There is only one required option, but many optional ones.

--pheno <phenofile> - specifies the response (in PLINK format). Individuals without a phenotype will be excluded. If <phenofile> contains more than one phenotype, specify which should be used with --mpheno.

--grm <grmstem> or --mgrm <grmlist> - provide one or more kinship matrices.

--region-number and --region-prefix - provide one or more regions, in which case you must also specify the datafiles with --bfile/--gen/--sp/--speed <prefix>, use --weights to specify the predictor weightings (or --ignore-weights YES to set them to 1)  and --power to indicate how to scale predictors (we advise using -0.25). By default, LDAK will remove a regional predictor if (effectively) identical to one which remains (correlation squared > 0.98); to change this threshold use --region-prune.

--covar <covarfile> - provide covariates (in PLINK format) as fixed effects in the regression; when calculating heritabilties, the variance explained by these will be discounted.

--top-preds <list_of_predictors> - provide a list of predictors  to include as fixed effects; when calculating heritabilities, the variance explained by these will be added to that explained by the kinship matrices and regions. Usually, these represent a pruned subset of highly-associated predictors with large effects (see the section "Accommodating loci with very large effects" in our recent paper).
________________________________________
[Directive A]
Locate each line of the listing that contains the string "agate", and copy those lines out.
The listing that follows is unrelated to the LDAK options passage.
________________________________________
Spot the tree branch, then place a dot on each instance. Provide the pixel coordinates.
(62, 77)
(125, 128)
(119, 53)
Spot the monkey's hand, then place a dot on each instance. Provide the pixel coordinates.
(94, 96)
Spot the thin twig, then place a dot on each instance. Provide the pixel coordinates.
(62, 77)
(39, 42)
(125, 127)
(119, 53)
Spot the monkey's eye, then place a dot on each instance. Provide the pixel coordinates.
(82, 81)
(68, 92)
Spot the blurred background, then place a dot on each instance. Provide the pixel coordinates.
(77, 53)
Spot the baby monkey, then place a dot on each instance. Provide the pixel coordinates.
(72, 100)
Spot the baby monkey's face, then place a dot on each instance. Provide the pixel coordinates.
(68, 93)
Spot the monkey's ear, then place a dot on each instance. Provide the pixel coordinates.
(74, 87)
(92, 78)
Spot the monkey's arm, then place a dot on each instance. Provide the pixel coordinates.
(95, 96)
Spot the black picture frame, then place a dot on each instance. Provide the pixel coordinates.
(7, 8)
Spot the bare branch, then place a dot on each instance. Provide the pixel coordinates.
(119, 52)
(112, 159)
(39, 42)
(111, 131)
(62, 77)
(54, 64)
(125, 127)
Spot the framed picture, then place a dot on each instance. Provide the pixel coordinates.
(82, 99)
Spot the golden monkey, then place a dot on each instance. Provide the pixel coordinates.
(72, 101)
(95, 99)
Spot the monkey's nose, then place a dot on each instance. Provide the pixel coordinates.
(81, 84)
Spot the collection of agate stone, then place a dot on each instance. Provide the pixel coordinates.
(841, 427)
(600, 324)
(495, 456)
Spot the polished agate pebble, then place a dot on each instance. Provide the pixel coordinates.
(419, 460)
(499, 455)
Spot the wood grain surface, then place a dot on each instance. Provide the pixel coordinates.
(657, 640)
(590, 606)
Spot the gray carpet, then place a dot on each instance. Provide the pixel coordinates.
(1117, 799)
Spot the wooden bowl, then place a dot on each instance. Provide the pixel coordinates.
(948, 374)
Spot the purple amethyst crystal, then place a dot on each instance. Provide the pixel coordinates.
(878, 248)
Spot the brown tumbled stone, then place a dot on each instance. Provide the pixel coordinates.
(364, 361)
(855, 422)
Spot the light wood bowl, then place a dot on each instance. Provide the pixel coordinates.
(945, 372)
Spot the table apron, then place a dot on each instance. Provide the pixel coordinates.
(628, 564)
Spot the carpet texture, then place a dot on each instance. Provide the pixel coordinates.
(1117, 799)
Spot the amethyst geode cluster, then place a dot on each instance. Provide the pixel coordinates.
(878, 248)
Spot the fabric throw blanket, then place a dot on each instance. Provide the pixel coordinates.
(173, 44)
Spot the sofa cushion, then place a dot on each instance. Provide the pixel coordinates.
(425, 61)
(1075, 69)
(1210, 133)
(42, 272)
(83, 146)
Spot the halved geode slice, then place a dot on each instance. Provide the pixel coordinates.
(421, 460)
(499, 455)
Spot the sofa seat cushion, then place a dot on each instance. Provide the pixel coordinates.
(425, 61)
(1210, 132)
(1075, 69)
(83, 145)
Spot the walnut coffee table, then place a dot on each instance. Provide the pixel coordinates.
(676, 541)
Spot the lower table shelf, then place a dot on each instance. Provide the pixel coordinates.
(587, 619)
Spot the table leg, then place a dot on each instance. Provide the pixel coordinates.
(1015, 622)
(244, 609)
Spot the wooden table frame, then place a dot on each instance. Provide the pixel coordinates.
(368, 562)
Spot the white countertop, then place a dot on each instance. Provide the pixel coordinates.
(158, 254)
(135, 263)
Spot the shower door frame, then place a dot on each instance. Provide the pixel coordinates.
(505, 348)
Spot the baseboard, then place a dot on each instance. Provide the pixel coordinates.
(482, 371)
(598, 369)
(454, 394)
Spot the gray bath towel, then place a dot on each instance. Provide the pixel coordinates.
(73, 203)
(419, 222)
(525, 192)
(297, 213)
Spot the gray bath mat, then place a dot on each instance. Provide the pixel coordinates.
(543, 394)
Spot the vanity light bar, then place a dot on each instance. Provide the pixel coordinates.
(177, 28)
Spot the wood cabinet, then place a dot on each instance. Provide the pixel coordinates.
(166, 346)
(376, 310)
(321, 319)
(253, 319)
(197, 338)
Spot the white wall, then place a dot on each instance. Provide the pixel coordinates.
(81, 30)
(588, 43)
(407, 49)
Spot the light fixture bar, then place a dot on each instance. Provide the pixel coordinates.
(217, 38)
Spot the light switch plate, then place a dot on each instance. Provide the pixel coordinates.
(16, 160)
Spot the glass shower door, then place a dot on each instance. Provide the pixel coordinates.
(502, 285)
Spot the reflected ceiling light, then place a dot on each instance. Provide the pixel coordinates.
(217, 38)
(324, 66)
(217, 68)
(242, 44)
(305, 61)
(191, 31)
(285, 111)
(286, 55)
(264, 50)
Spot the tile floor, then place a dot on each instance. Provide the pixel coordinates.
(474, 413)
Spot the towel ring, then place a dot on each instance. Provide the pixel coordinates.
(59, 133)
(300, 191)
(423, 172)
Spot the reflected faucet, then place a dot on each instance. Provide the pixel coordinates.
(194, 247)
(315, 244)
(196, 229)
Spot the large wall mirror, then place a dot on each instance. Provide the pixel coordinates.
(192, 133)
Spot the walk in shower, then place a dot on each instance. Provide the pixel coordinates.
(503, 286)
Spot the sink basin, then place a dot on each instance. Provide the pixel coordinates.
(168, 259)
________________________________________
[Directive B]
Carry on with the LDAK options passage, starting right after its last sentence.

[Exercise response A]
Spot the collection of agate stone, then place a dot on each instance. Provide the pixel coordinates.
Spot the polished agate pebble, then place a dot on each instance. Provide the pixel coordinates.

[Exercise response B]
--prevalence <float> - if the phenotype is binary, then specify the population prevalence to obtain estimates of variance explained on the liability scale.

--constrain <YES/NO/REG> (default REG) - by default, the estimates of variance explained of regions will be constrained to be non-negative, but the estimates for kinship matrices will not. Using --constrain YES will ensure all estimates are constrained, while using --constrain NO will ensure none are constrained.

--memory-save <YES/NO> (default NO) - by default, LDAK will read into memory all kinship matrices at the start. If there are many kinship matrices, this can require large amounts of memory; therefore, consider adding --memory-save YES, and LDAK will instead read kinship matrices on-the-fly each time they are required.

--permute YES - the phenotypic values will be shuffled. This is useful if wishing to perform permutation analysis to see the distribution of estimates of variance explained obtained when there is no true signal.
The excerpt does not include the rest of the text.